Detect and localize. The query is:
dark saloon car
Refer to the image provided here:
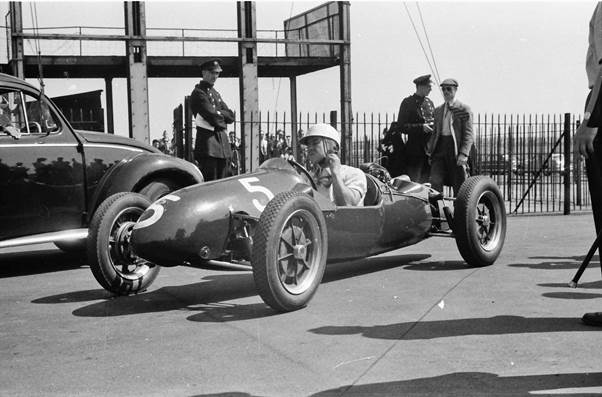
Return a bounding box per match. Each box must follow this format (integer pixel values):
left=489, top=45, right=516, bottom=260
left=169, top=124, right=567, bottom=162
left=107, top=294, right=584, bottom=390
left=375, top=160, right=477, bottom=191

■ What you are asked to do ■
Swap "saloon" for "sedan" throughout the lines above, keeping everything else unchanged. Leave the picture out of your answer.

■ Solution ■
Detect and localize. The query is:
dark sedan car
Refer to the image provided here:
Return a bounding box per match. Each box must follow this format (integer pixel values):
left=489, top=45, right=516, bottom=260
left=169, top=124, right=567, bottom=162
left=107, top=294, right=584, bottom=390
left=375, top=160, right=477, bottom=191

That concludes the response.